## 課題文
____________________

自然治癒力を高め、自然と調和する。『東洋医学』について知る!
2,000年以上前に中国大陸で誕生し中国の「中医学」、韓国の「韓医学」インドの『アーユル・ヴェーダ」、日本では「漢方」、これらを総称して『東洋医学』と呼ばれます。長い歴史の中でそして生活習慣の中で進化し続けてきた『東洋医学』を学びます。
東洋医学とは
東洋医学とは『人体と自然は一体であり、身体も季節と共に変化する』という考え方であり、季節と身体を調和させ、「自然治癒力」を向上し、「新陳代謝」を高めるのが目的です。
風邪をひいて熱が出たとき、安静にして休んでいたら熱がひき、体が楽になったり、手にすり傷を負っても数日で治ったりしたという経験があると思います。
これは、人間が本来持っている、身体を「健康な状態に戻そう」とする『自然治癒力』が働いたためです。
体内にある悪いものや不要なものを排出し、新しいものに入れ替えることを『新陳代謝』と言います。
この新陳代謝が正しく行われれば、悪いものや不要なものは残らず、常に体を健康な状態に保つことができます。
腰や膝あるいは心臓や胃腸など悪い部分のみを治療するのではなく、新陳代謝を促し、身体を治そうとする自然治癒力の働きを助けるというのが東洋医学の目的です。
東洋医学の歴史
今から2,000年以上も前に中国大陸で、東洋医学の基礎となる医学が誕生しました。
『世界の三大伝統医学』と言われる
インドの「アーユルヴェーダ医学」
アラビアの「ユナニー医学」
中国の「中医学」
もその中のひとつです。
他にも、韓国の「韓医学」、チベットの「チベット医学」、そして日本の「漢方」などがあります。
これらの医学はそれぞれの文化や歴史、風土などを背景に進化してきました。
ちなみに「東洋」とは中国語では東アジアを意味する場合もありますが、多くは「日本」を指します。日本語で「東洋」といえばアジアのイメージですが、中国語では「日本限定」を意味するとされています。
よってここでは、日本独自に発展してきた「漢方」を「東洋医学」と定義してお話を進めます。
5~6世紀ごろ、東洋医学の基礎となる考え方は中国からもたらされました。
その後、日本独自の進化を遂げていきます。
そして室町時代には漢方、鍼灸などの治療が行われていましたが、明治時代に入った1883年(明治16年)西洋医学を学んだものだけに医師の資格が与えられるようになり、東洋医学の影が薄くなっていきます。
しかし、明治時代の末になって再び東洋医学が見直されるようになり、現代では今後に期待が持てる医学として注目を集めています。
西洋医学と東洋医学
西洋医学と東洋医学はどのような違いがあるのでしょうか?
大まかに言って、西洋医学は「病気そのものを取り除く」という治療法に対して東洋医学は「体全体のバランスを整える」と言うことができると思います。
別の言い方をすれば、「治療する」西洋医学に対し「予防する」東洋医学と言っても良いと思います。
東洋医学とは『自然治癒力』を高める医学で、
自然や季節と体を調和させ、自然治癒力を高め、体のバランスを整え、不調の予防につなげる。

____________________

画像にもとづく位置指示データ:
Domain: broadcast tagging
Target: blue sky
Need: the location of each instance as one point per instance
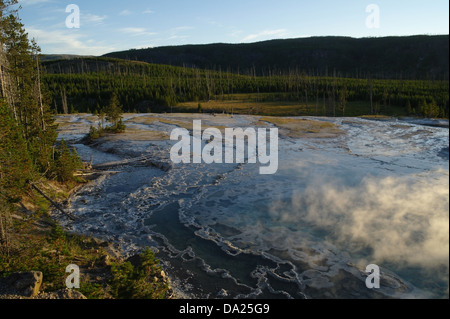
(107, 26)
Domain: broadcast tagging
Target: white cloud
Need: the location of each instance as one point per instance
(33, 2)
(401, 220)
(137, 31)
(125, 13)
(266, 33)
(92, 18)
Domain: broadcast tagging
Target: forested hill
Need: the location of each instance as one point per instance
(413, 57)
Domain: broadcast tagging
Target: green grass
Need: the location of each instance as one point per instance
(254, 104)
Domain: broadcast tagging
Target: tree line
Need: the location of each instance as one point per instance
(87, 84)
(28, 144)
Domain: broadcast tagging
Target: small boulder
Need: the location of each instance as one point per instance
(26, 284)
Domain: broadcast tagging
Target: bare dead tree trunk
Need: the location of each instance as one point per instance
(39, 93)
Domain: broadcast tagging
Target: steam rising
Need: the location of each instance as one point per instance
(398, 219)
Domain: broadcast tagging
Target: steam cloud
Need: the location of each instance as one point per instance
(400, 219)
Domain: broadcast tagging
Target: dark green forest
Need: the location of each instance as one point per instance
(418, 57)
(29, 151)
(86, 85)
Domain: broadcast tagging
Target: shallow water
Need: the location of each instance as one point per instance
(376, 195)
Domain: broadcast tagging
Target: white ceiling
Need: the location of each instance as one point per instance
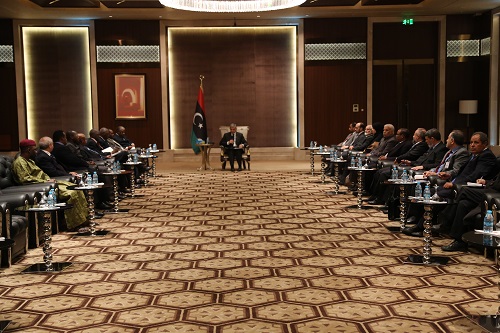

____________________

## 練習問題
A. 東洋医学の文章のうち、「そして室町時代には」で始まる段落を、大事な事実を残したまま短くまとめてください。
B. 東洋医学の文章から、「5~6世紀ごろ、東洋医学の基礎となる考え方は中国からもたらされました。」という言葉を含むところで始まり「学の影が薄くなっていきます。」で終わる部分を、一字も変えずに書き写してください。
C. 東洋医学の文章によると、中国語の「東洋」は多くの場合どこを指しますか。
一覧の内容は東洋医学の文章とは関係がありません。

## 解答例
A. 室町時代には漢方や鍼灸などの治療が行われていたが、1883年(明治16年)から西洋医学を学んだ者だけが医師の資格を得られるようになり、東洋医学は目立たなくなっていった。

B.
5~6世紀ごろ、東洋医学の基礎となる考え方は中国からもたらされました。
その後、日本独自の進化を遂げていきます。
そして室町時代には漢方、鍼灸などの治療が行われていましたが、明治時代に入った1883年(明治16年)西洋医学を学んだものだけに医師の資格が与えられるようになり、東洋医学の影が薄くなっていきます。

C. 日本を指します。